[Excerpts from pointing data]
▬▬▬▬▬▬▬▬▬▬
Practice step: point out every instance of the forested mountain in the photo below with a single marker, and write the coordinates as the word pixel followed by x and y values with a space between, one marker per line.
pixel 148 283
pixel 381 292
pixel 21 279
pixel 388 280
▬▬▬▬▬▬▬▬▬▬
**Challenge:** Please put the records, from their first line through the line containing "pixel 381 292", inclusive, into a numbered list and leave out any blank lines.

**Completed exercise:**
1. Practice step: point out every instance of the forested mountain in the photo below with a single marker, and write the coordinates as the word pixel followed by x and y values with a space between, one marker per line.
2. pixel 148 283
3. pixel 381 292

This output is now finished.